> Problem description: Locate the line that contains "Target: mushroom piece" in the entries below. Retype it and all following lines through the final one, character for character.

───── Data lines

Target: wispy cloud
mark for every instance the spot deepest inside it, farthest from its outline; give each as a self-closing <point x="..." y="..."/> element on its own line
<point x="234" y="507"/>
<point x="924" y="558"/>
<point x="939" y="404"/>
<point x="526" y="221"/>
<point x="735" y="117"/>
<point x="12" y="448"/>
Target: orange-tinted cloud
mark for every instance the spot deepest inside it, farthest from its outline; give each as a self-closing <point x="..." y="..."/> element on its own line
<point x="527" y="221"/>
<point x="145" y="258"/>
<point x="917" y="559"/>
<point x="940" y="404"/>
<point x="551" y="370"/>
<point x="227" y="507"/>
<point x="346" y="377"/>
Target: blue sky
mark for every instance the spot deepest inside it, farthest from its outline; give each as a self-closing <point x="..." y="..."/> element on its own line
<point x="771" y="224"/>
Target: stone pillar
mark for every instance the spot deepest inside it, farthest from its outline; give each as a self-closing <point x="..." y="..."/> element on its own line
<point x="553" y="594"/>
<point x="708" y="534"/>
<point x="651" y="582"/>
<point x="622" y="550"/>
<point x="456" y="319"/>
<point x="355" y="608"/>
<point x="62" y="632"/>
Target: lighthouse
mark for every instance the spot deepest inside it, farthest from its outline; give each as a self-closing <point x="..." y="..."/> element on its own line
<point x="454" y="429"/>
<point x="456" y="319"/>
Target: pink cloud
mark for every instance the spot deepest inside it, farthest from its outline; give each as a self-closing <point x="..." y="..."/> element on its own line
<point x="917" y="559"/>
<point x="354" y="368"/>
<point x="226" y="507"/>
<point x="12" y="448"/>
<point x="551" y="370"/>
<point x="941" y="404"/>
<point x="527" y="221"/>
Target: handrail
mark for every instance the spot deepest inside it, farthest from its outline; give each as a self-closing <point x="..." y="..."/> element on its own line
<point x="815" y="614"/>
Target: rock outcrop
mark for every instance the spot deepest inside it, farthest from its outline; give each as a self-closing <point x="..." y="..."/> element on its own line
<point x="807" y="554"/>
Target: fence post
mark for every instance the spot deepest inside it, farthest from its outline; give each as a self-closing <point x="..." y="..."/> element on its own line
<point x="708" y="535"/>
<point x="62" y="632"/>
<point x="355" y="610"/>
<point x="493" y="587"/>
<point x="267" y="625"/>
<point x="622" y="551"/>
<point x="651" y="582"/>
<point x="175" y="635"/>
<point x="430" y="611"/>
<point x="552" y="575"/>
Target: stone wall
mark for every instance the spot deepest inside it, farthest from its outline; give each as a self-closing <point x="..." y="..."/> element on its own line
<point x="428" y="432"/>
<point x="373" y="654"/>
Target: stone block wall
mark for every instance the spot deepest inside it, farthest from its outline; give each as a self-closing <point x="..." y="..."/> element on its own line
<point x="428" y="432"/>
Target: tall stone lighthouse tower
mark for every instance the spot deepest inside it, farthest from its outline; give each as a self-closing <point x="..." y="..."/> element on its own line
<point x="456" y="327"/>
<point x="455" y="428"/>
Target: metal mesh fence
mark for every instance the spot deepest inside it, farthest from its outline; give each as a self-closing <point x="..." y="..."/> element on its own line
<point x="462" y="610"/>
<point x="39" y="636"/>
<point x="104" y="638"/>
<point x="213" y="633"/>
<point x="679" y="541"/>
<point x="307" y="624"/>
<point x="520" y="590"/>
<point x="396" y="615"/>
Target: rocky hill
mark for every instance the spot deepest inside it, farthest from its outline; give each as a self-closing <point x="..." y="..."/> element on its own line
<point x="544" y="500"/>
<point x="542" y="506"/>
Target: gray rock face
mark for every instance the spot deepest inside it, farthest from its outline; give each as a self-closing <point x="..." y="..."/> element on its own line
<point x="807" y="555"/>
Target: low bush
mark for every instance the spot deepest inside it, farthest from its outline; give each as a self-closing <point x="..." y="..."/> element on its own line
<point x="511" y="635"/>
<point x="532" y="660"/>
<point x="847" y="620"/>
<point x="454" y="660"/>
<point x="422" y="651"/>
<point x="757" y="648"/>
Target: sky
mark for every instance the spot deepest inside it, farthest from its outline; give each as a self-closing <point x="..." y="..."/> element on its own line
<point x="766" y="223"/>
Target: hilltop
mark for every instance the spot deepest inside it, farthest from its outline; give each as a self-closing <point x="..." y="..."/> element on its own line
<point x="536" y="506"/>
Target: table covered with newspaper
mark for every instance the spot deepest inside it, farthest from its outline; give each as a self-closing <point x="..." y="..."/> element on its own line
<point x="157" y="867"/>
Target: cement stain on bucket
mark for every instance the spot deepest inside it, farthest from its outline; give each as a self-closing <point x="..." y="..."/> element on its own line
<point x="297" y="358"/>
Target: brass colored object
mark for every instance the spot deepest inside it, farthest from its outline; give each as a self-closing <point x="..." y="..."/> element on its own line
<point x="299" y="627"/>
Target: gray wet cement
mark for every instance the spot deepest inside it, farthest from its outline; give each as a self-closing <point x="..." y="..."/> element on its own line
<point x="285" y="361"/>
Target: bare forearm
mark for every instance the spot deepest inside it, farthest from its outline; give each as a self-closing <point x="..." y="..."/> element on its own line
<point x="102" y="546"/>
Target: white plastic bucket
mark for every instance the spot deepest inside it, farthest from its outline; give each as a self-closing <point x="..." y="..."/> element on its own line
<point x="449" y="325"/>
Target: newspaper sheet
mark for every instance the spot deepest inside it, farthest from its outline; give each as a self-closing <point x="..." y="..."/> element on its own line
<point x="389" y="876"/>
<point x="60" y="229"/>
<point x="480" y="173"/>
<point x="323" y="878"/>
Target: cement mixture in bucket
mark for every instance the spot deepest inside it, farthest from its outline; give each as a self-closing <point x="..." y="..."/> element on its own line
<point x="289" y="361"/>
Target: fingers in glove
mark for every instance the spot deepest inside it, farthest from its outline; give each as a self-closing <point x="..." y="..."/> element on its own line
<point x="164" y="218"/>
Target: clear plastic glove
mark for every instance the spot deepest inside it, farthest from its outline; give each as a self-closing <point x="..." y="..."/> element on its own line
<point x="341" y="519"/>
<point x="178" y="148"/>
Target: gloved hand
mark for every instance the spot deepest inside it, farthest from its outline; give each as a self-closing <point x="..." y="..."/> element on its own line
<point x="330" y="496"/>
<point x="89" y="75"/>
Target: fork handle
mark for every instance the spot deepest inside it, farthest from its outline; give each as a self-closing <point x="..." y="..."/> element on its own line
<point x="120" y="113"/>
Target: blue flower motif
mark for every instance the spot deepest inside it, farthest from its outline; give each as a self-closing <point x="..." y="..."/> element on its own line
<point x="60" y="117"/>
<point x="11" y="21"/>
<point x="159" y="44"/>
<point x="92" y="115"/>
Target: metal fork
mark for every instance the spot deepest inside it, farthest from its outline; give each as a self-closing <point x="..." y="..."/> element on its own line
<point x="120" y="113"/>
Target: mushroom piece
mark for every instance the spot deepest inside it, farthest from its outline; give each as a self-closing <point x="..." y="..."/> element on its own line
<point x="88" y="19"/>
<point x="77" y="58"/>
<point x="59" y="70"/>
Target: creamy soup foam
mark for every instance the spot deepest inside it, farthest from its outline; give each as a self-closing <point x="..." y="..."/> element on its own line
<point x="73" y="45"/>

──────────

> Finished answer:
Target: mushroom piece
mark for every instance the spot deepest inside it, farthest from its outline; give each as a self-closing <point x="..." y="..."/> element on its own line
<point x="88" y="19"/>
<point x="77" y="58"/>
<point x="59" y="70"/>
Target: creamy soup foam
mark for every instance the spot deepest inside it, farthest from its outline; give each as a self-closing <point x="..." y="..."/> element on its own line
<point x="73" y="45"/>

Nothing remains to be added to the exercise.